STATED EXERCISE >> Please output every line of the material below as a JSON list of strings, with one string per line and no blank lines.

— Begin ENTRIES SUPPLIED —

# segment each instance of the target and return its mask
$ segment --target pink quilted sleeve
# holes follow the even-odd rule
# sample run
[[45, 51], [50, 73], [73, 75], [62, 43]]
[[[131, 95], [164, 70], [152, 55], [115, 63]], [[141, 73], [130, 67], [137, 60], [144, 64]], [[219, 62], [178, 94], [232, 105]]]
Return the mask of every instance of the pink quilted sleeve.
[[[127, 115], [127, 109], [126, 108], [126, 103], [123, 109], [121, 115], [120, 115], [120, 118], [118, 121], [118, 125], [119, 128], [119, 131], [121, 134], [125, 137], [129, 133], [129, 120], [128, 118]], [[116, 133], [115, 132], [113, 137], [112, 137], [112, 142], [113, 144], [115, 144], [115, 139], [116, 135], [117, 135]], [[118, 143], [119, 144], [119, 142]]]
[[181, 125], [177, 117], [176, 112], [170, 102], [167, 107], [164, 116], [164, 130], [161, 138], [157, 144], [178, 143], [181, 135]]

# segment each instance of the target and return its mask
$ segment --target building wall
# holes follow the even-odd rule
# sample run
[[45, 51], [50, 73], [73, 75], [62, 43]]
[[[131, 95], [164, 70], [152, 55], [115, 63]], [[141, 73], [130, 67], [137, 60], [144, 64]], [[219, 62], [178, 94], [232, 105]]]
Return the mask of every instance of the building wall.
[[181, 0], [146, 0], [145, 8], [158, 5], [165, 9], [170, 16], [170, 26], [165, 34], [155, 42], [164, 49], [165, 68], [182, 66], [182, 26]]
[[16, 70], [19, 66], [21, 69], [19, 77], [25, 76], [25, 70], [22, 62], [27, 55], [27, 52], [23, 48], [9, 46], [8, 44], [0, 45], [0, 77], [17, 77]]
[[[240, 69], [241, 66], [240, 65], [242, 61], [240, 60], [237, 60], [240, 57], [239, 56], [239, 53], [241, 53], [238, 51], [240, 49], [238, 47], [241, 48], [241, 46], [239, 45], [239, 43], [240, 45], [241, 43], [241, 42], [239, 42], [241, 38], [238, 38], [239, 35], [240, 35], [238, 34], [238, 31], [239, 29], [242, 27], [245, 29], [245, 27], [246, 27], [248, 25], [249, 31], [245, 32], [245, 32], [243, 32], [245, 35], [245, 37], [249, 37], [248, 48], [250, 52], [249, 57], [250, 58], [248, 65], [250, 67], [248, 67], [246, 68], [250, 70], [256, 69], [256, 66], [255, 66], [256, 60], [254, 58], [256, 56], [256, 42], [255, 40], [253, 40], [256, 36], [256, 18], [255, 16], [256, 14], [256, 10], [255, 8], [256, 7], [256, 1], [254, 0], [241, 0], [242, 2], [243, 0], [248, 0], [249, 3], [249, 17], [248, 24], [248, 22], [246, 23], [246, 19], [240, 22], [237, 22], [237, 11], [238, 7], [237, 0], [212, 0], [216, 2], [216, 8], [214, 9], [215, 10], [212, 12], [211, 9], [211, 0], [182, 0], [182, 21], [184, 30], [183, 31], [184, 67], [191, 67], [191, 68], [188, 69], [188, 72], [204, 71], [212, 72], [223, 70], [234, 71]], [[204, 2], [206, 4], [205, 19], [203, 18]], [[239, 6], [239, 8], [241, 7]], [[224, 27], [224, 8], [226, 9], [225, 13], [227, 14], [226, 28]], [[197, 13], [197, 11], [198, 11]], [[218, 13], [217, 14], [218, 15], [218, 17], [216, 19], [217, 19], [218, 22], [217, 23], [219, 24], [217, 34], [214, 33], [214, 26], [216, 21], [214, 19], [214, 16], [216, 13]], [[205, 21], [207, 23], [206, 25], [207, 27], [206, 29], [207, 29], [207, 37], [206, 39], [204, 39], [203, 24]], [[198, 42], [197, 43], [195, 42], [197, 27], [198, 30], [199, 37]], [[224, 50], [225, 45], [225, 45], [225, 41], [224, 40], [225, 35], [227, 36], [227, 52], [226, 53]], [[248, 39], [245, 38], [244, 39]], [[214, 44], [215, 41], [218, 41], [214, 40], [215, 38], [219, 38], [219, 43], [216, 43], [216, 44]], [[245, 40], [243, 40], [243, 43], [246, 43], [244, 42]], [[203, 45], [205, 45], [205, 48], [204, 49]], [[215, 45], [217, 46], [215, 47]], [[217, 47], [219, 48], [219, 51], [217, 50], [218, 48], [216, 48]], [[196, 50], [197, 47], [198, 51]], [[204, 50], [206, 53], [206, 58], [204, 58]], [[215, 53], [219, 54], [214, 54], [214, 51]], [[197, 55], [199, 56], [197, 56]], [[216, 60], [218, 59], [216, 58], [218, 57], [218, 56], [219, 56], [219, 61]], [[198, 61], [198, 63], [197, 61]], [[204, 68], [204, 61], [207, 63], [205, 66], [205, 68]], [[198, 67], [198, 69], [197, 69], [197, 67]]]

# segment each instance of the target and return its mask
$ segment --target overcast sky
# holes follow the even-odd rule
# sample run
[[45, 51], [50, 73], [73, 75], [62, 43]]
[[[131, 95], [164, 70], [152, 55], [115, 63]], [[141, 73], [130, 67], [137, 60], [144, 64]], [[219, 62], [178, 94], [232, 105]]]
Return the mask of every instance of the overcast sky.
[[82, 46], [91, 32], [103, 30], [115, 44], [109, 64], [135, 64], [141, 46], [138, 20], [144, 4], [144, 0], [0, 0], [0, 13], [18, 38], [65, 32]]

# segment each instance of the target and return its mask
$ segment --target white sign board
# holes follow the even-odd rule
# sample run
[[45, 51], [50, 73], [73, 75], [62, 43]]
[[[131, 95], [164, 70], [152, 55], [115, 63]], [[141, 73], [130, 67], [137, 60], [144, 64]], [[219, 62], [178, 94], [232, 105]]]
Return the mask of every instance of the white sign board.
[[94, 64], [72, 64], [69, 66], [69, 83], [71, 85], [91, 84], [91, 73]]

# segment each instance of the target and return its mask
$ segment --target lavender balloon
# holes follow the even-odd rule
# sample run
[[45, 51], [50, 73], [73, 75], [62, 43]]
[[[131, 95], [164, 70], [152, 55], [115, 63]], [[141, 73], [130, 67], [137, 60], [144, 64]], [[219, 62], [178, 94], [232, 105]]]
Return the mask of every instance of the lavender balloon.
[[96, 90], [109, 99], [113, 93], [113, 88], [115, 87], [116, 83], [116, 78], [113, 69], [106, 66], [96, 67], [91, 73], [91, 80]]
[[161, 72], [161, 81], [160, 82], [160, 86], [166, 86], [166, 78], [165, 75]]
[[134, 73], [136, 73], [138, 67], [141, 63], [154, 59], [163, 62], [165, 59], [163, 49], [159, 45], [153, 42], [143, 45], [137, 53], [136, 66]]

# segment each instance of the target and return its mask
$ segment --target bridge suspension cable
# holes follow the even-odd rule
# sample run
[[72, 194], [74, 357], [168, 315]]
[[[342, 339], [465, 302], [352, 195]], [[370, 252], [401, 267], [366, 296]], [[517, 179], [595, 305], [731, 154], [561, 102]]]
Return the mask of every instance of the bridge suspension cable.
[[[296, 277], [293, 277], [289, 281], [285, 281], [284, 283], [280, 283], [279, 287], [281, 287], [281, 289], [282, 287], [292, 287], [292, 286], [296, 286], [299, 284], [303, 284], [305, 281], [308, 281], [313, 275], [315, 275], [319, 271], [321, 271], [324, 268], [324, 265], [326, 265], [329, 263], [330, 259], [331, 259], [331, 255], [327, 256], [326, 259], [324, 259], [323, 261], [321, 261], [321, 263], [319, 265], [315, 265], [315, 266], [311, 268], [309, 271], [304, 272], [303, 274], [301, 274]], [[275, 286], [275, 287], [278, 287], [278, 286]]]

— End ENTRIES SUPPLIED —

EXERCISE OUTPUT >>
[
  "# segment each instance of the target and return its mask",
  "$ segment --target pink quilted sleeve",
  "# holes follow the even-odd rule",
  "# sample run",
  "[[45, 51], [50, 73], [73, 75], [62, 43]]",
  "[[[131, 95], [164, 70], [152, 55], [115, 63]], [[141, 73], [130, 67], [137, 60], [144, 64]], [[219, 62], [178, 94], [232, 105]]]",
  "Return the mask of every instance of the pink quilted sleeve.",
  "[[[127, 115], [127, 109], [126, 108], [126, 103], [123, 109], [121, 115], [120, 115], [120, 118], [118, 121], [118, 125], [119, 128], [119, 131], [121, 134], [125, 137], [129, 133], [129, 120], [128, 118]], [[116, 133], [115, 132], [113, 137], [112, 137], [112, 142], [113, 144], [115, 144], [115, 139], [116, 135], [117, 135]], [[118, 143], [119, 144], [119, 142]]]",
  "[[181, 125], [177, 117], [176, 112], [170, 102], [167, 107], [164, 116], [164, 130], [161, 138], [157, 144], [178, 143], [181, 135]]",
  "# segment each instance of the target and return its mask",
  "$ segment --target building wall",
  "# holes follow the even-odd rule",
  "# sample run",
  "[[45, 51], [50, 73], [73, 75], [62, 43]]",
  "[[[131, 95], [164, 70], [152, 55], [115, 63]], [[141, 73], [130, 67], [137, 60], [144, 64]], [[219, 62], [178, 94], [232, 105]]]",
  "Return the mask of every instance of the building wall.",
  "[[181, 0], [146, 0], [145, 8], [158, 5], [165, 9], [170, 16], [170, 26], [165, 34], [155, 42], [164, 49], [165, 68], [182, 66], [182, 26]]",
  "[[16, 70], [19, 66], [21, 69], [19, 77], [25, 76], [25, 70], [22, 62], [27, 55], [27, 52], [23, 48], [9, 46], [8, 44], [0, 45], [0, 77], [17, 77]]",
  "[[[240, 69], [241, 66], [240, 65], [242, 61], [240, 60], [237, 60], [240, 57], [239, 56], [239, 53], [241, 53], [238, 51], [240, 49], [238, 47], [241, 48], [241, 46], [239, 45], [239, 43], [240, 45], [241, 43], [241, 42], [239, 42], [241, 38], [238, 38], [239, 35], [240, 35], [238, 34], [238, 31], [239, 29], [242, 27], [245, 29], [245, 27], [246, 27], [248, 25], [249, 31], [245, 32], [245, 32], [243, 32], [245, 35], [245, 37], [249, 37], [248, 48], [250, 52], [249, 57], [250, 58], [248, 65], [250, 67], [248, 67], [246, 68], [250, 70], [256, 69], [256, 66], [255, 66], [256, 60], [254, 58], [256, 56], [256, 42], [255, 40], [253, 40], [256, 36], [256, 18], [255, 16], [256, 14], [256, 10], [255, 8], [256, 7], [256, 1], [254, 0], [241, 0], [242, 2], [243, 0], [248, 0], [249, 3], [249, 17], [248, 24], [248, 22], [246, 23], [246, 19], [240, 22], [237, 22], [237, 11], [238, 7], [237, 0], [212, 0], [216, 2], [216, 8], [214, 9], [215, 10], [212, 12], [211, 9], [211, 0], [182, 0], [182, 21], [184, 30], [183, 31], [184, 67], [191, 67], [191, 68], [188, 69], [188, 72], [204, 71], [212, 72], [223, 70], [234, 71]], [[204, 2], [206, 4], [205, 19], [203, 18]], [[239, 6], [239, 8], [241, 7]], [[224, 27], [224, 8], [226, 9], [225, 13], [227, 14], [226, 28]], [[197, 13], [197, 11], [198, 11]], [[218, 13], [217, 14], [218, 15], [218, 17], [216, 19], [217, 19], [218, 22], [217, 23], [219, 24], [217, 34], [214, 33], [214, 26], [216, 21], [214, 19], [214, 16], [216, 13]], [[205, 21], [207, 23], [206, 25], [207, 27], [206, 29], [207, 29], [207, 37], [206, 39], [204, 39], [203, 24]], [[198, 42], [197, 43], [195, 42], [197, 27], [198, 30], [199, 37]], [[224, 50], [225, 45], [225, 45], [225, 41], [224, 40], [225, 35], [227, 36], [227, 52], [226, 53]], [[248, 39], [245, 38], [244, 39]], [[214, 44], [215, 41], [218, 41], [214, 40], [215, 38], [219, 38], [219, 43], [216, 43], [216, 44]], [[245, 40], [243, 40], [243, 43], [246, 43], [244, 42]], [[203, 45], [205, 45], [205, 48], [204, 49]], [[215, 45], [217, 46], [215, 47]], [[217, 47], [219, 48], [219, 51], [217, 50], [218, 48], [216, 48]], [[196, 50], [197, 47], [198, 51]], [[204, 50], [206, 53], [206, 58], [204, 58]], [[215, 53], [219, 54], [214, 54], [214, 51]], [[197, 55], [199, 56], [197, 56]], [[216, 60], [218, 59], [216, 58], [218, 57], [218, 56], [219, 56], [219, 61]], [[198, 61], [198, 63], [197, 61]], [[204, 68], [204, 61], [207, 63], [205, 66], [205, 68]], [[198, 67], [198, 69], [197, 69], [197, 67]]]",
  "# segment each instance of the target and return its mask",
  "$ segment --target overcast sky",
  "# holes follow the even-odd rule",
  "# sample run",
  "[[45, 51], [50, 73], [73, 75], [62, 43]]",
  "[[[131, 95], [164, 70], [152, 55], [115, 63]], [[141, 73], [130, 67], [137, 60], [144, 64]], [[219, 62], [178, 94], [232, 105]]]",
  "Return the mask of every instance of the overcast sky.",
  "[[82, 46], [91, 32], [103, 30], [115, 44], [109, 64], [135, 64], [141, 46], [138, 20], [144, 4], [144, 0], [0, 0], [0, 13], [18, 38], [65, 32]]",
  "# segment each instance of the target and return its mask",
  "$ segment --target white sign board",
  "# holes follow the even-odd rule",
  "# sample run",
  "[[45, 51], [50, 73], [73, 75], [62, 43]]",
  "[[[131, 95], [164, 70], [152, 55], [115, 63]], [[141, 73], [130, 67], [137, 60], [144, 64]], [[219, 62], [178, 94], [232, 105]]]",
  "Return the mask of every instance of the white sign board.",
  "[[94, 64], [72, 64], [69, 66], [69, 83], [71, 85], [91, 84], [91, 73]]",
  "# segment each instance of the target and return its mask",
  "$ segment --target lavender balloon",
  "# holes follow the even-odd rule",
  "# sample run",
  "[[45, 51], [50, 73], [73, 75], [62, 43]]",
  "[[[131, 95], [164, 70], [152, 55], [115, 63]], [[141, 73], [130, 67], [137, 60], [144, 64]], [[219, 62], [178, 94], [232, 105]]]",
  "Return the mask of every instance of the lavender balloon.",
  "[[96, 90], [109, 99], [113, 93], [113, 88], [115, 87], [116, 83], [116, 78], [113, 69], [106, 66], [96, 67], [91, 73], [91, 80]]",
  "[[161, 72], [161, 81], [160, 82], [160, 86], [166, 86], [166, 78], [165, 75]]",
  "[[134, 73], [136, 73], [138, 67], [141, 63], [154, 59], [163, 62], [165, 59], [163, 49], [159, 45], [153, 42], [143, 45], [137, 53], [136, 66]]",
  "# segment each instance of the target and return its mask",
  "$ segment --target bridge suspension cable",
  "# holes follow the even-odd rule",
  "# sample run",
  "[[72, 194], [74, 357], [168, 315]]",
  "[[[342, 339], [465, 302], [352, 195]], [[370, 252], [401, 267], [366, 296]], [[517, 179], [595, 305], [731, 154], [561, 102]]]",
  "Return the mask of every instance of the bridge suspension cable.",
  "[[[296, 277], [293, 277], [289, 281], [285, 281], [284, 283], [280, 283], [279, 287], [281, 287], [281, 289], [282, 287], [292, 287], [292, 286], [296, 286], [299, 284], [303, 284], [305, 281], [308, 281], [313, 275], [315, 275], [319, 271], [321, 271], [324, 268], [324, 265], [326, 265], [329, 263], [330, 259], [331, 259], [331, 255], [327, 256], [326, 259], [324, 259], [323, 261], [321, 261], [321, 263], [319, 265], [315, 265], [315, 266], [311, 268], [309, 271], [304, 272], [303, 274], [301, 274]], [[275, 286], [275, 287], [278, 287], [278, 286]]]"
]